SOURCE EXTRACT =

Published: Thu, September 27, 2001 @ 12:00 a.m.



This is the fifth consecutive year the House approved the Traficant amendment.

By DAVID SKOLNICK

VINDICATOR POLITICS WRITER

YOUNGSTOWN -- The House of Representatives approved an amendment offered by U.S. Rep. James A. Traficant Jr. that would permit the military to assist federal law enforcement officers with drug interdiction and counter-terrorism at the U.S. borders.

"Never has America been more threatened and let me ask this question of Congress: How do you defend your home if your front and back doors are unlocked, and they are unlocked," said Traficant, of Poland, D-17th, on the House floor.

The House approved Traficant's amendment by a 242-173 vote. This marks the fifth consecutive time this proposal has received House approval. It died in the House-Senate conference the previous four times, said Charles Straub, Traficant's spokesman.

But Traficant is hopeful it will be enacted into law in light of the Sept. 11 terrorist attacks, Straub said.

Amendment details: The amendment authorizes the Department of Defense to assign troops to assist the Border Patrol, Immigration and Naturalization Service, and Customs Service at the nation's borders, including the inspection of cargo, vehicles and aircraft at points of entry. That assistance can be provided only at the request of the attorney general, secretary of the Treasury, the director for homeland security or the president.

TASK INSTRUCTIONS =
• 1. Please list every official named in the article about the Traficant amendment whose request allows the military to provide border assistance.
• 2. Write a few more sentences that continue the article about the Traficant amendment, starting after its final sentence.
These records were taken from a separate source, not from the article.

[Stored data entries]
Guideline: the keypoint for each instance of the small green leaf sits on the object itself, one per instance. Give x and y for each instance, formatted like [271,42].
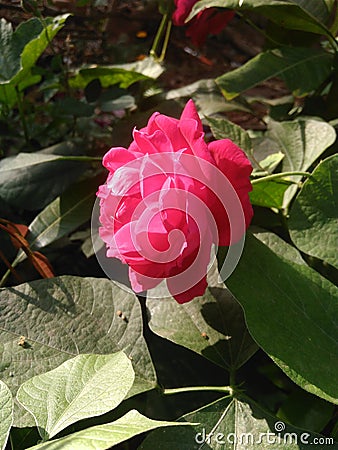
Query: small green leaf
[102,437]
[224,129]
[6,414]
[82,387]
[306,411]
[212,326]
[268,164]
[287,304]
[306,15]
[314,213]
[232,423]
[206,96]
[20,50]
[65,316]
[302,69]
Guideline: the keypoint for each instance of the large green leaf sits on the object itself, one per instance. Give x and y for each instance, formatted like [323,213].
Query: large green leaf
[19,50]
[6,413]
[306,15]
[66,316]
[313,216]
[302,69]
[32,180]
[212,325]
[82,387]
[102,437]
[123,74]
[233,423]
[288,305]
[302,141]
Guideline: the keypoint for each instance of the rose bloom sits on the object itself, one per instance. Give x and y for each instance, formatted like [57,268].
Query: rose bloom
[208,21]
[161,208]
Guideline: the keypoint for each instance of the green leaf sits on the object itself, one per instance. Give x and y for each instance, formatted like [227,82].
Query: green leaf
[302,69]
[287,304]
[123,74]
[66,316]
[102,437]
[313,216]
[6,413]
[32,180]
[224,129]
[304,15]
[302,141]
[232,423]
[268,164]
[20,50]
[66,213]
[82,387]
[269,193]
[212,326]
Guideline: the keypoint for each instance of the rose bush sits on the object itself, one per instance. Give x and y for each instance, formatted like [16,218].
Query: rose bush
[168,198]
[209,21]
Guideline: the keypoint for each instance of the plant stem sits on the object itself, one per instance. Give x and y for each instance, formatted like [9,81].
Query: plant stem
[276,176]
[164,25]
[172,391]
[80,158]
[165,42]
[22,116]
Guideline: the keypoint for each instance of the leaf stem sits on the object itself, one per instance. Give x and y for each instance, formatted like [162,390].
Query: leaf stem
[22,115]
[80,158]
[276,176]
[228,389]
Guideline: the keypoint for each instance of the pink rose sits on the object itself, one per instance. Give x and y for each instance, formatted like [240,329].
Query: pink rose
[168,198]
[208,21]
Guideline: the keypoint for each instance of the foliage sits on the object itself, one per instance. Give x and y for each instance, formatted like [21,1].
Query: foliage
[85,363]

ANSWERS FOR THE EXERCISE =
• 1.
- The attorney general
- The secretary of the Treasury
- The director for homeland security
- The president

• 2.
The troops have the authority to detain people but no authority to make arrests, and they must be accompanied by federal law enforcement agents during patrols.

"We have a responsibility to secure our nation," Traficant said on the House floor. "This is a national security location, our borders. What do we stand for if we can't secure our borders? How many more Americans will die? And I hate to say this, but I assure you they will."

Reasons for 'no' votes: The congressmen who voted against the amendment did so for a variety of reasons, including their concerns that the proposal was a shot against Mexico and legal immigration across that border, Straub said. But that is a misconception, he said.